> **DIRECTIVES**:
1. In the data architecture article, which factors does it say effective data architects must weigh?
2. Go on with the data architecture article from the point where it stops.

What is Data Architecture and why Data Engineers should consider it
Understanding the principles of Data Architecture and their importance
Every data engineer should understand data architecture, as they often play a role in key design decisions based on their team’s size and structure.
In startups or greenfield projects, engineers may build the entire system themselves. Even in companies with dedicated data architects, adopting an architectural mindset helps engineers make better decisions and excel in their roles.
While data engineers and data architects have distinct roles, engineers must understand architecture to implement designs effectively and provide valuable feedback.
In this post, we explore data architecture as a key part of the data engineering lifecycle, based on insights from the Fundamentals of Data Engineering book by Joe Reis and Matthew, Joe Reis' Data Engineering Professional on Deep Learning AI course, along with our own experience and research.
We will cover:
What is Data Architecture?
Nine principles of effective data architecture.
How to measure architectural success?
Designing Robust Data Architectures Across the Lifecycle
The Role of Data Engineers in Data Architecture
Curious about the rest of the Data Engineering Lifecycle series? Take a look at the other posts here1.
What is Data Architecture?
Data architecture serves as the essential roadmap for your data systems, guiding how information flows through your organisation.
According to Joe and Matt, data architecture is defined as:
“The design of systems to support the evolving data needs of an enterprise, achieved by flexible and reversible decisions reached through a careful evaluation of trade-offs"
In a well-designed Data Architecture, there are some elements we should always be considering:
1. Supporting evolving needs
Effective data architecture doesn't just address today's requirements but anticipates tomorrow's challenges, making it an ongoing effort rather than a one-time project.
This element is extremely crucial in today’s fast-evolving environment. As engineers, we should always consider whether our decisions today will also be valid in the future, where the data maturity stage is different, the requirements are shifted, and the scale is larger. Of course, such considerations can change from business to business, but it is our role to consider the right scenarios without over-engineering.
2. Flexible and reversible decisions
The architecture must adapt to unexpected changes in your organisation's data needs. Cloud-based architectures now make this flexibility more achievable than on-premises systems, where hardware investments often locked organisations into specific approaches for years.
However, even with cloud-based architectures, such decisions can still have huge differences. Ideally, we should always prefer more general tools that can be easily adapted to different systems instead of a tool specific to a single vendor.
For example, companies can change the cloud providers they work with, add new ones to the geographies they operate in, and integrate with other businesses through new collaborations, etc. For this reason, the flexibility of the choices made will make all these possibilities possible and easy in the future.
3. Careful evaluation of trade-offs
Every architectural decision involves trade-offs. Effective data architects must weigh key factors such as performance, cost, scalability, complexity, and maintainability to arrive at solutions that align with both current needs and future growth. This requires a deep understanding of business context and technical constraints.

> **GIVEN DATA**:
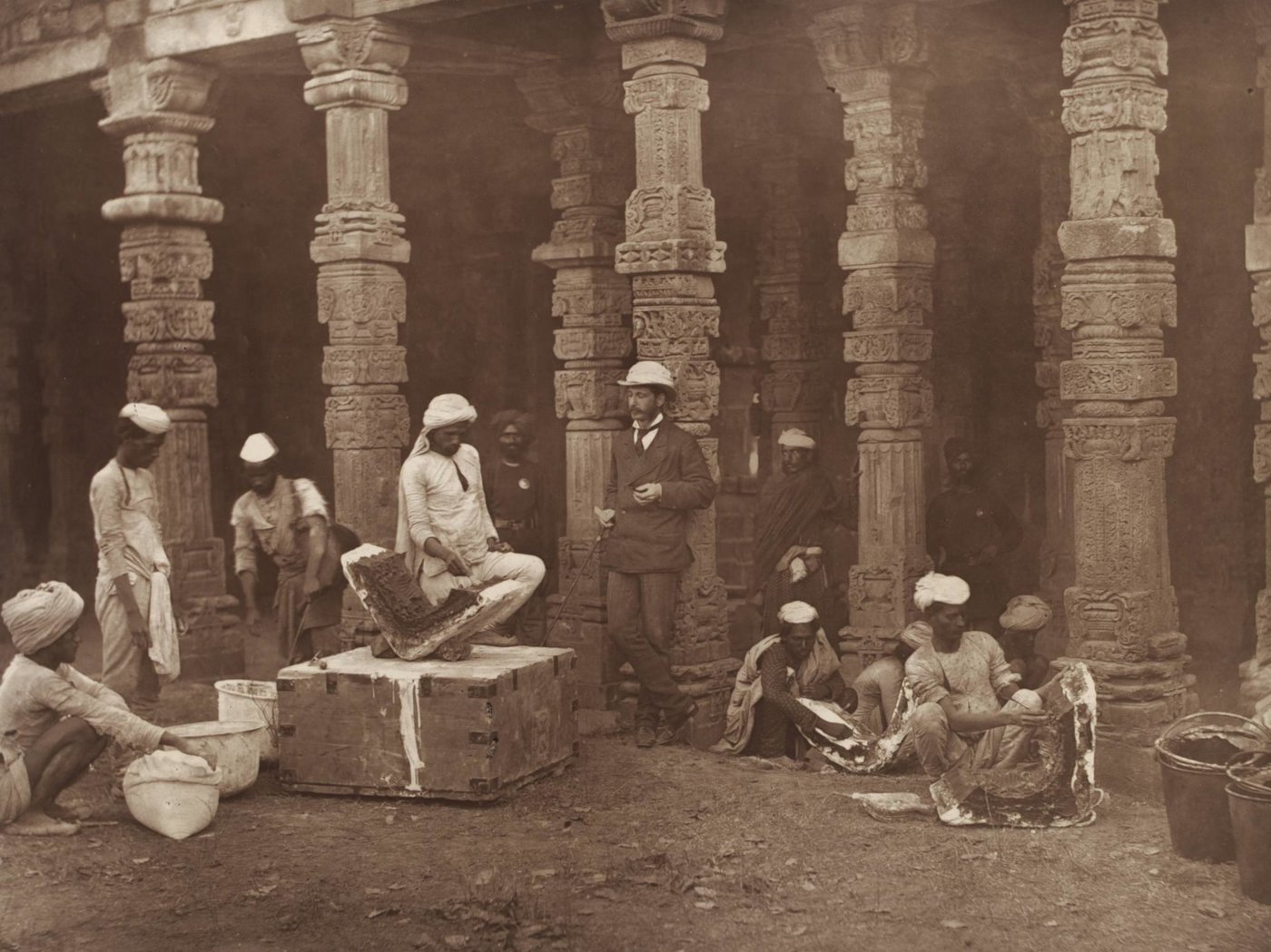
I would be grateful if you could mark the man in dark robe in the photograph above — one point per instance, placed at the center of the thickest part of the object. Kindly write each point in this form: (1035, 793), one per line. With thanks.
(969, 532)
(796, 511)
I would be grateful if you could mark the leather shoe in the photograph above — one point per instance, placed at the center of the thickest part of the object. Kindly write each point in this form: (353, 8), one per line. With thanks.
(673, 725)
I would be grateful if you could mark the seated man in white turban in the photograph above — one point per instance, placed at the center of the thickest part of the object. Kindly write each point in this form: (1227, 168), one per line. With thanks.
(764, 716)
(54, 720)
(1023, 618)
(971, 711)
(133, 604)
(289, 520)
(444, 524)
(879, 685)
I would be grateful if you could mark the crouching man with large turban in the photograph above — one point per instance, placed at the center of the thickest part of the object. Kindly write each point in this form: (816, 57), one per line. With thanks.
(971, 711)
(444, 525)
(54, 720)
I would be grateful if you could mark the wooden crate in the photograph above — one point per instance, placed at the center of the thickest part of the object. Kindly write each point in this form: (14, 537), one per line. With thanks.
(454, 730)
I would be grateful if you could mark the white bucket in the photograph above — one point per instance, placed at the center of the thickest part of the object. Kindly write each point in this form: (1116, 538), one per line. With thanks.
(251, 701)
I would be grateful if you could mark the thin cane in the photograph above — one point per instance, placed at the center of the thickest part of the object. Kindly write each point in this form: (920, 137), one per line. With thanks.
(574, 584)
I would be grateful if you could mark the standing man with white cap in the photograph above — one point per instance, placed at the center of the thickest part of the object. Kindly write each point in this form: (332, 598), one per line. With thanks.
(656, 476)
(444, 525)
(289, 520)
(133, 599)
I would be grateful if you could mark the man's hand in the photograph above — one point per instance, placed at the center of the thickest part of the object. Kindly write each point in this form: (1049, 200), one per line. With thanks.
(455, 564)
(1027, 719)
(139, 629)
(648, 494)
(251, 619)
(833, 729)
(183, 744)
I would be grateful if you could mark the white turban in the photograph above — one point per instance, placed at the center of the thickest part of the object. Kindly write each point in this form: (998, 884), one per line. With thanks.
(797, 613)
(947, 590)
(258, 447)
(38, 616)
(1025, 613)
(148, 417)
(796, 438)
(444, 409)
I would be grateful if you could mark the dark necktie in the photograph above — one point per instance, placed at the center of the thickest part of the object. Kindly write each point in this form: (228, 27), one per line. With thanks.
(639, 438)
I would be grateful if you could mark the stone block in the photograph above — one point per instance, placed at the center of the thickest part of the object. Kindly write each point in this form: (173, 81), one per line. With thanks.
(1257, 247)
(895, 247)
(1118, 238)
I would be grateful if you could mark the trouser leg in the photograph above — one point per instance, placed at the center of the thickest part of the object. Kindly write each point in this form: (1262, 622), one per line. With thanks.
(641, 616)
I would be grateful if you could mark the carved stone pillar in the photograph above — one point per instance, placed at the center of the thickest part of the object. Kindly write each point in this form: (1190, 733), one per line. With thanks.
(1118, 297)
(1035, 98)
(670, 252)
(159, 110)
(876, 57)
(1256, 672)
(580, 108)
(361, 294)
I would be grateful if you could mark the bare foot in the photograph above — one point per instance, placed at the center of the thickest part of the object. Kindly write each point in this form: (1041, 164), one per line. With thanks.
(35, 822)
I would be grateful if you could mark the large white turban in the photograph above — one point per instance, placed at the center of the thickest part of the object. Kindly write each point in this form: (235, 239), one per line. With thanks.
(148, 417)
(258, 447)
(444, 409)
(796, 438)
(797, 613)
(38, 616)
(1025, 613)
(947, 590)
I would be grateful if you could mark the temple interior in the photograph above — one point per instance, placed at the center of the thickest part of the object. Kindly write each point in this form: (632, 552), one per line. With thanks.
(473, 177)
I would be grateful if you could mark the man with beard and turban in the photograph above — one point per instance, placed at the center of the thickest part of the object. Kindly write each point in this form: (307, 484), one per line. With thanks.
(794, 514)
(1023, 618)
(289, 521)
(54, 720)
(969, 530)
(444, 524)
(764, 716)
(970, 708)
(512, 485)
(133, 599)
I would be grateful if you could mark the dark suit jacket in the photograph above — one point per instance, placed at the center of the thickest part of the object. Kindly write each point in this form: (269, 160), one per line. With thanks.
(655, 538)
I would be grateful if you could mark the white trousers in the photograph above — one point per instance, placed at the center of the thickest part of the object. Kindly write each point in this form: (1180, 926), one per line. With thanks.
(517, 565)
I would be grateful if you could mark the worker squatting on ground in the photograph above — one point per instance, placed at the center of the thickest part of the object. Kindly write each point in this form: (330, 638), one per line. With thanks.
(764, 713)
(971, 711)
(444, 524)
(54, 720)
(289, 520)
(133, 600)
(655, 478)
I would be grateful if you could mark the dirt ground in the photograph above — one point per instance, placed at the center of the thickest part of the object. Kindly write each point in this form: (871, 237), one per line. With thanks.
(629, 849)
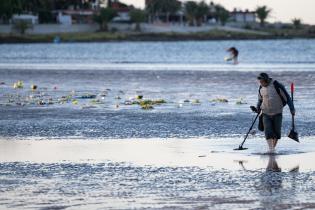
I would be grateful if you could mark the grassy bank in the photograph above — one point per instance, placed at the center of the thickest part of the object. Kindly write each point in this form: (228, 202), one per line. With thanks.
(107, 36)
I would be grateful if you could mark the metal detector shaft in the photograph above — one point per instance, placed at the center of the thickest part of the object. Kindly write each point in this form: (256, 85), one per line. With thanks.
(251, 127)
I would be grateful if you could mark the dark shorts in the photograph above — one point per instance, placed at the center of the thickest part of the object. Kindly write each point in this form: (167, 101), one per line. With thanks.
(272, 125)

> **EXERCISE RESULTS**:
1. Performance, cost, scalability, complexity, and maintainability.

2.
Rather than seeking perfect solutions, the goal is to make informed, intentional choices that deliver the most value over time. For instance, optimising for performance might increase costs or reduce flexibility, while prioritising low-cost options may introduce technical debt. The ability to assess these trade-offs is what separates sustainable data architecture from short-term fixes.
Nine Principles of Effective Data Architecture
A strong data architecture is key to building scalable, reliable, and secure data systems. Whether you're starting from scratch or refining an existing setup, these nine principles defined in the fundamentals of data engineering book provide practical guidance for making smarter decisions.
Let’s dive into each one and see how they can help you design better data systems:
1. Choose common components wisely
A key part of data engineering is selecting tools and systems that can be used across the organisation. Good choices help teams collaborate, avoid silos, and work more efficiently.
Common components include things like storage, version control, monitoring, orchestration, and data processing tools. Instead of reinventing the wheel, teams should use existing shared tools whenever possible. These components should also have proper security and permissions to allow sharing while keeping data safe.
Cloud platforms make this easier by separating storage from computing. For example, object storage lets different teams access the same data using tools that fit their needs.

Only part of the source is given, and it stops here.